GIVEN PROBLEM 1: In the records further down, copy out the stretch from the line containing "the officer's dark" through the line containing "column 775, row 575", both included, keeping every line unchanged.

■ ■ ■

Skip to main content

Deployment Guide

Deploy relocatable Slurm packages to HPC clusters. Packages can be built locally or downloaded from S3.

Quick Start

Option 1: Build Locally

# Build package for Ubuntu 24.04 (Noble)
slurm-factory build-slurm --slurm-version 25.11 --toolchain noble

# Build for Ubuntu 22.04 (Jammy)
slurm-factory build-slurm --slurm-version 25.11 --toolchain jammy

# Build for Rocky Linux 9
slurm-factory build-slurm --slurm-version 25.11 --toolchain rockylinux9

# Deploy
sudo tar -xzf ~/.slurm-factory/builds/slurm-25.11-noble-software.tar.gz -C /opt/
cd /opt && sudo ./data/slurm_assets/slurm_install.sh --full-init --cluster-name mycluster

# Load module
module load slurm/25.11-noble

Option 2: Download Pre-Built Package from S3

# Download from S3 (Ubuntu 24.04)
wget https://vantage-public-assets.s3.amazonaws.com/slurm-factory/25.11/noble/slurm-25.11-noble-software.tar.gz

# Deploy
sudo tar -xzf slurm-25.11-noble-software.tar.gz -C /opt/
cd /opt && sudo ./data/slurm_assets/slurm_install.sh --full-init --cluster-name mycluster

# Load module
module load slurm/25.11-noble

See Build Artifacts for all available packages.

■ ■ ■

GIVEN PROBLEM 2: How would the Slurm deployment guide above continue after its last line?

EXCERPTED RECORDS:

■ ■ ■

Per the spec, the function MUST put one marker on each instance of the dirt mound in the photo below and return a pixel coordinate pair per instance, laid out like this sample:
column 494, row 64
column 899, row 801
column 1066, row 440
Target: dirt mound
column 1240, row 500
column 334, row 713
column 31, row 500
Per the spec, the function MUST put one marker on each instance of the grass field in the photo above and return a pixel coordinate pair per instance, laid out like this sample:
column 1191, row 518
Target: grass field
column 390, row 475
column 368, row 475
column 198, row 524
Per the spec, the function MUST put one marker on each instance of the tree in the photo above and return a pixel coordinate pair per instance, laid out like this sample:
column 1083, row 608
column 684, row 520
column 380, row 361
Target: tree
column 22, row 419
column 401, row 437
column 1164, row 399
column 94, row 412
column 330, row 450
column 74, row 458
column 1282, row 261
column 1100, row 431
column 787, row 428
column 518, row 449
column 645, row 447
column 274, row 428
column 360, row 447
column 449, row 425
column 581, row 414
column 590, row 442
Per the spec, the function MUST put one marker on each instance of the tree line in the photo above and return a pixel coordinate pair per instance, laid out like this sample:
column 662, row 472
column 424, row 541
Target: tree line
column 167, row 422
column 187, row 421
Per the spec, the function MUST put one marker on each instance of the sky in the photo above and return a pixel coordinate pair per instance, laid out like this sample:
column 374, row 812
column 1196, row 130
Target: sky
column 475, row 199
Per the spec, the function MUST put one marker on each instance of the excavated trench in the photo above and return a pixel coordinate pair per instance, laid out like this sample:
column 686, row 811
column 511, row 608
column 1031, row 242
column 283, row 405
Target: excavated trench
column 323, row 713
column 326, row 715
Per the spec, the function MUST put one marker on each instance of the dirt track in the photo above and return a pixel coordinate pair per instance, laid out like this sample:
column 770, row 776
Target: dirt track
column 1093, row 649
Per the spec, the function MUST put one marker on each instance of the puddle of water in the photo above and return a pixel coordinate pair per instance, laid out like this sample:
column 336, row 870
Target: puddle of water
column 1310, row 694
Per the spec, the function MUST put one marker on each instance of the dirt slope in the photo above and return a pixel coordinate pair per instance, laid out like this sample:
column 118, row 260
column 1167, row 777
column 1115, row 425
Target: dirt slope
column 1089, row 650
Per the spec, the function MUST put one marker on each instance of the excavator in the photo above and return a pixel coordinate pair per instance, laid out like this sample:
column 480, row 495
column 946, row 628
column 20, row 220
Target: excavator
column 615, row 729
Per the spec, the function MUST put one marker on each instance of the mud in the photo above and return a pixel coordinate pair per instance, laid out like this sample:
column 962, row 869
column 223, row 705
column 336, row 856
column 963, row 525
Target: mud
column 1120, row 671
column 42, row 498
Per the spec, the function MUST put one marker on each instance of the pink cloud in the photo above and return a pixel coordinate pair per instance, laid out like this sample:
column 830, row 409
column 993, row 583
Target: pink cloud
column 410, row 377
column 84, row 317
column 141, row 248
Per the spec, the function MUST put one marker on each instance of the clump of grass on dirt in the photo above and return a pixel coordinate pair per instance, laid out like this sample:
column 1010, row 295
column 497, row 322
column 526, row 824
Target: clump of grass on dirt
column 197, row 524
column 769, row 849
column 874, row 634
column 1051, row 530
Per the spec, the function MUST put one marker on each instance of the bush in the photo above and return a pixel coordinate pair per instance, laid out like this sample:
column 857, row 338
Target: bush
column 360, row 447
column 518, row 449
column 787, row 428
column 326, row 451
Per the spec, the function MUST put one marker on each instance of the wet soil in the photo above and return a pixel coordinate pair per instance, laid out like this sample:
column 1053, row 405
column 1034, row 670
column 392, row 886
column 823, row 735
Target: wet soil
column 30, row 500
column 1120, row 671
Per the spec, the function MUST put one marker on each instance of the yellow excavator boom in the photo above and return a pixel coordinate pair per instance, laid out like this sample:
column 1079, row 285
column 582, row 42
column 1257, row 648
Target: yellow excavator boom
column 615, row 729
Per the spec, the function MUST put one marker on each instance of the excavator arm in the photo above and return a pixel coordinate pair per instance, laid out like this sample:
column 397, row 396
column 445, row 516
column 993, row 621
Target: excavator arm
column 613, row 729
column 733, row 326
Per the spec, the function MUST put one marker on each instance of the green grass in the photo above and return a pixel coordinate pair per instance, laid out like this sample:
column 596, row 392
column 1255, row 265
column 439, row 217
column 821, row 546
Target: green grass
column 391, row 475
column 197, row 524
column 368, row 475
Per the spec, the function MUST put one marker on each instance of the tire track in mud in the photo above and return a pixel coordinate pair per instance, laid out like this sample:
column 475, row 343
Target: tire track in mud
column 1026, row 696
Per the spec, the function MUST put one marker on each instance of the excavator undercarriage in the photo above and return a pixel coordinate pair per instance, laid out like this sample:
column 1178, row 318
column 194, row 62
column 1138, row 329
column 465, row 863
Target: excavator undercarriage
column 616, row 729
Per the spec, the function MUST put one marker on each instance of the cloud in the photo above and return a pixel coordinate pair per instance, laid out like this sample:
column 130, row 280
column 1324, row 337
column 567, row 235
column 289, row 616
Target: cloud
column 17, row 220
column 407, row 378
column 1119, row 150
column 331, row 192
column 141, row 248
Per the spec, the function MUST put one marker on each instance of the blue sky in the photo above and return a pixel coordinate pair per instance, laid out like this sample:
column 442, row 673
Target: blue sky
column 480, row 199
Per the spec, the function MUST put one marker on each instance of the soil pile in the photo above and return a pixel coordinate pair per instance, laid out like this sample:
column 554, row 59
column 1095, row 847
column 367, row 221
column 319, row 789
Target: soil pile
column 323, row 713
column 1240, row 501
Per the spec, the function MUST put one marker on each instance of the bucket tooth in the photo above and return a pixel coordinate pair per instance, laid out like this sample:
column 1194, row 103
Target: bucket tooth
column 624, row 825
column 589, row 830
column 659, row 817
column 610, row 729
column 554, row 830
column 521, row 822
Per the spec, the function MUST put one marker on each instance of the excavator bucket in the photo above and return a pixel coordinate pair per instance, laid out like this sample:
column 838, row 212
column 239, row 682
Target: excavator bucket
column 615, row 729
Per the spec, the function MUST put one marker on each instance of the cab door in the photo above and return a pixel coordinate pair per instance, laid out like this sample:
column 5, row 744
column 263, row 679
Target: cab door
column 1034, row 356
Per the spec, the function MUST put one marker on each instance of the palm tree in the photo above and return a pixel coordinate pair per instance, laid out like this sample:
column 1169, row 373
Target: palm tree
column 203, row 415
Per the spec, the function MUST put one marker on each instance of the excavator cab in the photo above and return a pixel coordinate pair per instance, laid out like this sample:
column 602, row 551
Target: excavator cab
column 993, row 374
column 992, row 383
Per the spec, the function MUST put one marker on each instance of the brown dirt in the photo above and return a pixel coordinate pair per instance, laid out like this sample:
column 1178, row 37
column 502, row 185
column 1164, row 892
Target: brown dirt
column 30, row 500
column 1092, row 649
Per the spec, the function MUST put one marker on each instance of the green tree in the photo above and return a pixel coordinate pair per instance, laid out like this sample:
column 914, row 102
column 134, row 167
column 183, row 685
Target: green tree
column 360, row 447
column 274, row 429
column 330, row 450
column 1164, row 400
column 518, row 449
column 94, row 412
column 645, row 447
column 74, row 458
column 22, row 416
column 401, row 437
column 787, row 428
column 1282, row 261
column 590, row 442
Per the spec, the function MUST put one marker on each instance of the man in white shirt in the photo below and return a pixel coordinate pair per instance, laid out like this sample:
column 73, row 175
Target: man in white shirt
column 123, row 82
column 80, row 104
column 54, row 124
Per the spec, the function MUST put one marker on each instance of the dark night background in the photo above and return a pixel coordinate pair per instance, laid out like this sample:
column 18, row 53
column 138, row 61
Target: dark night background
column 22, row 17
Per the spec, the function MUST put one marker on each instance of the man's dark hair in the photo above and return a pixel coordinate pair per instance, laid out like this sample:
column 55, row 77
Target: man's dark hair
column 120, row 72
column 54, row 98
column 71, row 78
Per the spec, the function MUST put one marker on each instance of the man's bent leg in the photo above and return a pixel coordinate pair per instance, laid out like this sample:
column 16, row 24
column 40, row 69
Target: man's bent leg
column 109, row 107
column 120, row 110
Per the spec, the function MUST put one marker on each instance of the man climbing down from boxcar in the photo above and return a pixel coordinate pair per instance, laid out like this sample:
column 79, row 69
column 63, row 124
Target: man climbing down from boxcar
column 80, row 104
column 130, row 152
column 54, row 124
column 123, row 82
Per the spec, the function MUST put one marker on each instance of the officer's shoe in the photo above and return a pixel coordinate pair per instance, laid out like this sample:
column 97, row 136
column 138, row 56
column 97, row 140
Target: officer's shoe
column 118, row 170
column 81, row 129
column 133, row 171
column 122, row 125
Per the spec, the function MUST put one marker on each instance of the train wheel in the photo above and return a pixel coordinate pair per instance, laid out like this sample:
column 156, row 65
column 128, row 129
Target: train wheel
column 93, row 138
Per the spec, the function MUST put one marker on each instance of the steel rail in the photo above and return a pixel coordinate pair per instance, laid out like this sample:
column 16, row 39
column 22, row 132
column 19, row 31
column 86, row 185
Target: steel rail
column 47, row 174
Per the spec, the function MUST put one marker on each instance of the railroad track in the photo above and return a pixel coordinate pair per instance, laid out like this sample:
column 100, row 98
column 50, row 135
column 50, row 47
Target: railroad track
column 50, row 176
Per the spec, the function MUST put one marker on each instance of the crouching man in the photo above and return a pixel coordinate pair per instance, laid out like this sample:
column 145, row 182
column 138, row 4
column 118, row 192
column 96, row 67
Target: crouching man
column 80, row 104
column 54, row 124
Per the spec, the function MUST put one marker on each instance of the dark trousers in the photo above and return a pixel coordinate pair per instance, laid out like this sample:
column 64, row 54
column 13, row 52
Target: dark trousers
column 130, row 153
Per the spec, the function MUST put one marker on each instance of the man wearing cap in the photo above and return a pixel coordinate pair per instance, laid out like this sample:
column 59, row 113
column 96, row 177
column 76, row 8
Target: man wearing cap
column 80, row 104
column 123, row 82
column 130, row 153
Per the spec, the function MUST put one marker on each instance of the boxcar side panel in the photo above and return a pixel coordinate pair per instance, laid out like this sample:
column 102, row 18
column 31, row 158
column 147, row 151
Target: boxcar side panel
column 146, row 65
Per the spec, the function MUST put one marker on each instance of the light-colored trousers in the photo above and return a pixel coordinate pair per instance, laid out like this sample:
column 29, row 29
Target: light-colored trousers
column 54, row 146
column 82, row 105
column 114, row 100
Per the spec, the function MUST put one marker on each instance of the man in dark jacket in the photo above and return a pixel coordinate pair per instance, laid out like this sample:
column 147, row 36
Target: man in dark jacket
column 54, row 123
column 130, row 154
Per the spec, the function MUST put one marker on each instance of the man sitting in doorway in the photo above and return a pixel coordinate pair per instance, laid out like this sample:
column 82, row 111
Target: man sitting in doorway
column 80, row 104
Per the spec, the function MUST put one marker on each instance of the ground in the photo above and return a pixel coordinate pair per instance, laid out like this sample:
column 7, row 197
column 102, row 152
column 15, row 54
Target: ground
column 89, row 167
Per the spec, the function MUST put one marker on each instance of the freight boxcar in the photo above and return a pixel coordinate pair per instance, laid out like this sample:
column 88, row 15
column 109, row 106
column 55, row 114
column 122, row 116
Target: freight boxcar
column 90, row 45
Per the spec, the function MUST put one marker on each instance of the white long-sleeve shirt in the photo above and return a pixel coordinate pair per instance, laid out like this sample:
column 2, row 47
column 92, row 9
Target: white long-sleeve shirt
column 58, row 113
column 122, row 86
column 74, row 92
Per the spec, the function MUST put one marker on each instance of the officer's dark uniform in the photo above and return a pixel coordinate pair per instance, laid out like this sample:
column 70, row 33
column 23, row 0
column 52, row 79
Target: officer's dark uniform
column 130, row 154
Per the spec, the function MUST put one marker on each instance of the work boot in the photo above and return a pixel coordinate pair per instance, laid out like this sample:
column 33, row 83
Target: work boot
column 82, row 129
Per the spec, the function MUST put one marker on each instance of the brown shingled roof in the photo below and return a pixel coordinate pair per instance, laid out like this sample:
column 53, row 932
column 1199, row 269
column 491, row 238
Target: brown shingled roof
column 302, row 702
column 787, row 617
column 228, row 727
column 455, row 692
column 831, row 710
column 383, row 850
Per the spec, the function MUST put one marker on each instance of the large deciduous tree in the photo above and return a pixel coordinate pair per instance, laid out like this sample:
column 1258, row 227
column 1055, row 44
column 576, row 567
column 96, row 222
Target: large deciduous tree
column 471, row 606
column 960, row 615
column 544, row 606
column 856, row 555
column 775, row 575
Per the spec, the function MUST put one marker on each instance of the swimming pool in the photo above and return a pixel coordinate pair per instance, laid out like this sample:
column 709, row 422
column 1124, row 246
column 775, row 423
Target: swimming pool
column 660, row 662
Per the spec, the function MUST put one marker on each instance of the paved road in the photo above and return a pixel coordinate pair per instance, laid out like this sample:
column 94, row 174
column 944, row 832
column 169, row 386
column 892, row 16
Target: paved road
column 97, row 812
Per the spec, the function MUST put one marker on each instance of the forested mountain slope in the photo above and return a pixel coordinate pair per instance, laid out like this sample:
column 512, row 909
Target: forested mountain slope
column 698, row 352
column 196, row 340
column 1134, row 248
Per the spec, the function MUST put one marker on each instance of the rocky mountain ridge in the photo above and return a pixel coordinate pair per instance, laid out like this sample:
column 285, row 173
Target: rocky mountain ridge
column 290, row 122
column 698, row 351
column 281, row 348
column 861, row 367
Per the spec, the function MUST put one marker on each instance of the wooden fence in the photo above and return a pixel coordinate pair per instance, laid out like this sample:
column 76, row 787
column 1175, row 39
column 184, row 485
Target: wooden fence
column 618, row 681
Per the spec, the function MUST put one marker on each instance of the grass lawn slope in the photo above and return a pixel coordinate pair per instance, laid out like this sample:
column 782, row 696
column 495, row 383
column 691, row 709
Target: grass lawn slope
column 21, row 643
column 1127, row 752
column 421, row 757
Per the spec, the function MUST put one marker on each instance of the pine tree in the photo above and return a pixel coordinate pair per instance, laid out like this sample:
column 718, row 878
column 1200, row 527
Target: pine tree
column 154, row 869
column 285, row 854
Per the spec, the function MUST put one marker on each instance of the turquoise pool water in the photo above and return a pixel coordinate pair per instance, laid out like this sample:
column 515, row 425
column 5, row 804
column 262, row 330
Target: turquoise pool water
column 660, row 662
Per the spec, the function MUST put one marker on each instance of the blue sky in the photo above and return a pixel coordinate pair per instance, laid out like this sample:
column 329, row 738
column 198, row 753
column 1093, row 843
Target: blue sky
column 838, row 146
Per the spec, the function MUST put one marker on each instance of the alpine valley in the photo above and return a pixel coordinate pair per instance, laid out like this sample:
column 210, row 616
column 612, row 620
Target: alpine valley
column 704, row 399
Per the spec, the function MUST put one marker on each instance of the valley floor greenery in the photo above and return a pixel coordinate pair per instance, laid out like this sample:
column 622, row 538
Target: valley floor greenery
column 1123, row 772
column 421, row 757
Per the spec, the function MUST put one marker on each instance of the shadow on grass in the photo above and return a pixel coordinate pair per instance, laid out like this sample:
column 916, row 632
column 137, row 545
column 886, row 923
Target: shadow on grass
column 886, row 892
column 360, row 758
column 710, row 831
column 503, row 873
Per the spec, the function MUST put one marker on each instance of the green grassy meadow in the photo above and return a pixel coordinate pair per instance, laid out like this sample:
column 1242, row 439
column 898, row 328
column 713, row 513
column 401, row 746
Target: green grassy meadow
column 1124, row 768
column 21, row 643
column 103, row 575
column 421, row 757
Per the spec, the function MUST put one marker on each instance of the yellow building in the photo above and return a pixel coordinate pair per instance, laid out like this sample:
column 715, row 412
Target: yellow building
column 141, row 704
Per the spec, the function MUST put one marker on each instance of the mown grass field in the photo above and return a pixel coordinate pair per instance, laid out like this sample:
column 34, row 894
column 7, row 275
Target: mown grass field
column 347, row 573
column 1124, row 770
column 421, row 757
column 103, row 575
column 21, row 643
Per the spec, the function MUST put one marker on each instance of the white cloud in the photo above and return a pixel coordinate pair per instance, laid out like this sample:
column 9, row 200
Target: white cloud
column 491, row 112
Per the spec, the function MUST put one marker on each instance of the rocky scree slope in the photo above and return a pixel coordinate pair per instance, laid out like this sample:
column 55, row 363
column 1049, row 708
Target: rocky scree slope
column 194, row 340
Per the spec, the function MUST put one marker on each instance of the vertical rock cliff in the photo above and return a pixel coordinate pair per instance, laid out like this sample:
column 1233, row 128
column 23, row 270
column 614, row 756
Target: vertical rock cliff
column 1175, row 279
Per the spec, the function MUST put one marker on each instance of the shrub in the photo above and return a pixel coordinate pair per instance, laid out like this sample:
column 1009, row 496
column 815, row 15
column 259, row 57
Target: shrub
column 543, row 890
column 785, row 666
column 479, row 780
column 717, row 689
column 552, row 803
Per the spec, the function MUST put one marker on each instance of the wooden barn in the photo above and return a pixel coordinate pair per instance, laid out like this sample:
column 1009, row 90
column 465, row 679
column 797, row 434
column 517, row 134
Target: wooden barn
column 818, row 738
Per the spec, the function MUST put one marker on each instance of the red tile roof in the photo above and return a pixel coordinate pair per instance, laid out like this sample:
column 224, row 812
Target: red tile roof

■ ■ ■

TASK ANSWER 1:
Per the spec, the function MUST put one marker on each instance of the officer's dark uniform in the photo above and return a pixel coordinate pair per instance, laid out like this sample:
column 70, row 33
column 23, row 0
column 52, row 79
Target: officer's dark uniform
column 130, row 154
Per the spec, the function MUST put one marker on each instance of the work boot in the photo above and return a pixel coordinate pair per instance, laid out like this sample:
column 33, row 83
Target: work boot
column 82, row 129
Per the spec, the function MUST put one marker on each instance of the brown shingled roof in the photo below and return a pixel coordinate pair per instance, laid out like this sample:
column 53, row 932
column 1199, row 269
column 491, row 238
Target: brown shingled roof
column 302, row 702
column 787, row 617
column 228, row 727
column 455, row 692
column 831, row 710
column 383, row 850
Per the spec, the function MUST put one marker on each instance of the large deciduous tree in the photo above and return a pixel coordinate pair per instance, laid out like this sample:
column 1258, row 227
column 1055, row 44
column 576, row 567
column 96, row 222
Target: large deciduous tree
column 471, row 606
column 960, row 615
column 544, row 606
column 856, row 555
column 775, row 575

TASK ANSWER 2:
Toolchain Compatibility

Use --toolchain to build packages for your target distribution:

ToolchainTarget OSGCC Versionglibc
resoluteUbuntu 25.0415.x2.41+
nobleUbuntu 24.0413.x2.39
jammyUbuntu 22.0411.x2.35
rockylinux10Rocky Linux 10 / RHEL 1014.x2.39+
rockylinux9Rocky Linux 9 / RHEL 911.x2.34
rockylinux8Rocky Linux 8 / RHEL 88.x2.28

Note: Each toolchain uses the OS-provided compiler for maximum binary compatibility.

Installation Script Options

  • --full-init - Complete installation (users, dirs, configs, services)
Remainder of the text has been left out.